- _Text extract_:

33 responses to “Microsoft Finally Explains Its VR Strategy”

  1. 206

    I kind of thought we'd hear about the forthcoming Alcatel Idol w/VR that t-mobile will be selling...  They didn't really talk about that solution...what will that device (or what can that device) do with AR/VR...

    (and, off topic)  We didn't see a Home Cortana device today...was hoping for one.

  2. 951

    "That PC could cost as little as $500". Like a Windows 10 Mobile device perhaps?

  3. 3508

    One very nice thing about this approach, is that the "launcher/portal/interface" thing that Oculus and HTC have created gets swallowed up by Windows 10, so we don't have to use these "extra" levels of plumming, its all just in the OS.

  4. 5234

    I don't know why they don't just add cameras to the front of a VR helmet to give you AR.

  5. 7271

    "The good news? That PC could cost as little as $500, a far cry from the $1500 or more for an Oculus PC. And the headsets will cost as little as $300."

- _Stored records_:
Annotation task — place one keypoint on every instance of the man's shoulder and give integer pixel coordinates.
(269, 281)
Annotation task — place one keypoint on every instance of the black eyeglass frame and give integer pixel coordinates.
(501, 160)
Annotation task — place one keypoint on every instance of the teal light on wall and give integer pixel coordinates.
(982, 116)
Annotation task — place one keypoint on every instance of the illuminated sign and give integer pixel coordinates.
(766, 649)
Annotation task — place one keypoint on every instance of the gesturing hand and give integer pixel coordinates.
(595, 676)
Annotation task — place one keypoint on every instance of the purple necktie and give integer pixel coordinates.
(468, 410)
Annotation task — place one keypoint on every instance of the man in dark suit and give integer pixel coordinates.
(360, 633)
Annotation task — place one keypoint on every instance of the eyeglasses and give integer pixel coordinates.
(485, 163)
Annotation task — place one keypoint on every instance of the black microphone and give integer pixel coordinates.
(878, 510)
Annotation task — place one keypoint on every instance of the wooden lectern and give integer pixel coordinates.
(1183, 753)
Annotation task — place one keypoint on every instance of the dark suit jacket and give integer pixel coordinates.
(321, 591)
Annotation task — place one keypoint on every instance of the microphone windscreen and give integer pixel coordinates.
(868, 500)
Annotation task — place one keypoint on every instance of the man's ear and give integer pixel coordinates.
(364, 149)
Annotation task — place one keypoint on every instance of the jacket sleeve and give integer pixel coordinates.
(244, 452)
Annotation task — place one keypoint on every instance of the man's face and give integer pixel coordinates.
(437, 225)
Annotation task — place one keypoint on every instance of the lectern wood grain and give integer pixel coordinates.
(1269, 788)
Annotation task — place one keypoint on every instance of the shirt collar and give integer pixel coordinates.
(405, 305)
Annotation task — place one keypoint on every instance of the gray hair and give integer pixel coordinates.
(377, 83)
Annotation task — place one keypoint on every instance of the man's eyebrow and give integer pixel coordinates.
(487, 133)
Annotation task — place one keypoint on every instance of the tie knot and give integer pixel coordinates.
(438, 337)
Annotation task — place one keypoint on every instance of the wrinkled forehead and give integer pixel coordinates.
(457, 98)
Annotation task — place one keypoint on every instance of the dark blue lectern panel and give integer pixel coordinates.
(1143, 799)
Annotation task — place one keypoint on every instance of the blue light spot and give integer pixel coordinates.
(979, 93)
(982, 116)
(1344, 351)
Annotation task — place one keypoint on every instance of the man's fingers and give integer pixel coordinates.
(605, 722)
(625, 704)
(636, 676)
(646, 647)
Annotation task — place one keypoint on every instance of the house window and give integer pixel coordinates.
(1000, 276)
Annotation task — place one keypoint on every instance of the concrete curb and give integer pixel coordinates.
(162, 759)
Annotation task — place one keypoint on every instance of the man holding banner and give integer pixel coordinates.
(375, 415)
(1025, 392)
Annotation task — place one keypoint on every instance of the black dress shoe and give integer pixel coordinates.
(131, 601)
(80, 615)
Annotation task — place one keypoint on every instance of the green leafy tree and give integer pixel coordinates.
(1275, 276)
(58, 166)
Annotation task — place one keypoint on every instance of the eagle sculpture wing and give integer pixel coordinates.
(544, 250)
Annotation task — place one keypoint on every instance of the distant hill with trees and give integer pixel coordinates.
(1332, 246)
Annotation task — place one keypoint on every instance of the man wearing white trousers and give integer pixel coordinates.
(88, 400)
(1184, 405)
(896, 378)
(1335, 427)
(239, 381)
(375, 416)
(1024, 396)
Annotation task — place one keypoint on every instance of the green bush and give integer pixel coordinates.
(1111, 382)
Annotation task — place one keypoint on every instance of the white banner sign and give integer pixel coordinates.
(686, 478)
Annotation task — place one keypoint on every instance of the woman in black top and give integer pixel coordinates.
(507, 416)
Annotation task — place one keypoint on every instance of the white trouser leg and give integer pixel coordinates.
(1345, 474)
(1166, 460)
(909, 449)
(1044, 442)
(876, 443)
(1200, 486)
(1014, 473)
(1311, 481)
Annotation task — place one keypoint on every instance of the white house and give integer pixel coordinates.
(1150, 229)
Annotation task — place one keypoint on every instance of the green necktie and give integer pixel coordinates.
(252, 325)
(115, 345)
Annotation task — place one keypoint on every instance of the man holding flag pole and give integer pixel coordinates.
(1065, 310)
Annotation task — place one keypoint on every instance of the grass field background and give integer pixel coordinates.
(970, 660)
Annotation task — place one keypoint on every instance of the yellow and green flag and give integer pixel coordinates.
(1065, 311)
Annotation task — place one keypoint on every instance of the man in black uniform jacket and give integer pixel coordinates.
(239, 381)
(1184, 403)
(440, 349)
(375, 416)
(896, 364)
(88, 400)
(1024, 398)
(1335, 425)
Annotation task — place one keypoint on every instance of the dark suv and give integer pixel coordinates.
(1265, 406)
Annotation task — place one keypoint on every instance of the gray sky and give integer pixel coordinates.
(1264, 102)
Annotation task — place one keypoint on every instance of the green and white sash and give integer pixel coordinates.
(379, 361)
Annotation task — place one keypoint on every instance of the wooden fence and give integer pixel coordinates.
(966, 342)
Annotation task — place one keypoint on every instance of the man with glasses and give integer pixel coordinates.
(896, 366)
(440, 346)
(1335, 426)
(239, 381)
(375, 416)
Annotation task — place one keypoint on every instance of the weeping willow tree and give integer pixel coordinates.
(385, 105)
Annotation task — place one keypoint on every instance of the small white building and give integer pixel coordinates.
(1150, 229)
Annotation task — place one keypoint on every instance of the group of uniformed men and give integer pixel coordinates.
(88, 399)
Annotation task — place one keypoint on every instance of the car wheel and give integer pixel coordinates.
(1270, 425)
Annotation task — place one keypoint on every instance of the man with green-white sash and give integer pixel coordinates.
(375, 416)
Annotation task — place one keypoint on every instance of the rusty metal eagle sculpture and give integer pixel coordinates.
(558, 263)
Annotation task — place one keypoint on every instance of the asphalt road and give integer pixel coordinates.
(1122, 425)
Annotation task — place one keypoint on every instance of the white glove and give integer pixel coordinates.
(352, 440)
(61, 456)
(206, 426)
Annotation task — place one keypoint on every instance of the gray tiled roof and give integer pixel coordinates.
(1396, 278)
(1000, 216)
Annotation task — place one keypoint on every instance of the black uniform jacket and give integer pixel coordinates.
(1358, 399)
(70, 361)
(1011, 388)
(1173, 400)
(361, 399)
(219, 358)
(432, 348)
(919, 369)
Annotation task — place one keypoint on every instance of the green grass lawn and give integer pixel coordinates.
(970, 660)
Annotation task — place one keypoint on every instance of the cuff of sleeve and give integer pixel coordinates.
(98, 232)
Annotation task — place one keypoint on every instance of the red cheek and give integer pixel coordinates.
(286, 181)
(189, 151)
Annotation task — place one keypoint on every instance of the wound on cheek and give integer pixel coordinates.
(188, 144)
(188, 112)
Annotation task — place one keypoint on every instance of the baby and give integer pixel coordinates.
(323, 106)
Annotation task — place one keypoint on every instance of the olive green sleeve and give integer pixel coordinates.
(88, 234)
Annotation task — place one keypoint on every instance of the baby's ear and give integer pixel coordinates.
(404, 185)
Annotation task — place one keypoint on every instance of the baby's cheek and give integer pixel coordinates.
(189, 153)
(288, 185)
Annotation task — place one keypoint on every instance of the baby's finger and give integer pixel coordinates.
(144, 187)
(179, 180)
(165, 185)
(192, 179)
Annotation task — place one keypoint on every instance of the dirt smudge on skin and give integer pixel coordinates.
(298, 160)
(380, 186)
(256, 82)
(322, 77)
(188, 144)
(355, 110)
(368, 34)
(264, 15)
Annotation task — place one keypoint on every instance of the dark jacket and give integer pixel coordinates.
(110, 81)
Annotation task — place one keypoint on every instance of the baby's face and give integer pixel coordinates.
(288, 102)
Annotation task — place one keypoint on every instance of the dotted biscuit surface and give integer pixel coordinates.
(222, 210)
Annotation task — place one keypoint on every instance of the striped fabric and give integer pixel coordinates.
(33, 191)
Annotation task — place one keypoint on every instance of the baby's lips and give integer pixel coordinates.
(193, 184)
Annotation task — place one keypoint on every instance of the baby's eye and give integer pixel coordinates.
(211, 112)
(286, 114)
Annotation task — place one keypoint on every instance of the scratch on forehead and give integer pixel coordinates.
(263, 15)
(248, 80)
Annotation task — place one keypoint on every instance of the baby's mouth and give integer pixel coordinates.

- _Directions_: In the comments on Microsoft's VR strategy, reproduce the part between "(and, off topic)" and "just in the OS.", inclusive, swapping "Oculus" for "Sony".

- _Correct answer_:
(and, off topic)  We didn't see a Home Cortana device today...was hoping for one.

  2. 951

    "That PC could cost as little as $500". Like a Windows 10 Mobile device perhaps?

  3. 3508

    One very nice thing about this approach, is that the "launcher/portal/interface" thing that Sony and HTC have created gets swallowed up by Windows 10, so we don't have to use these "extra" levels of plumming, its all just in the OS.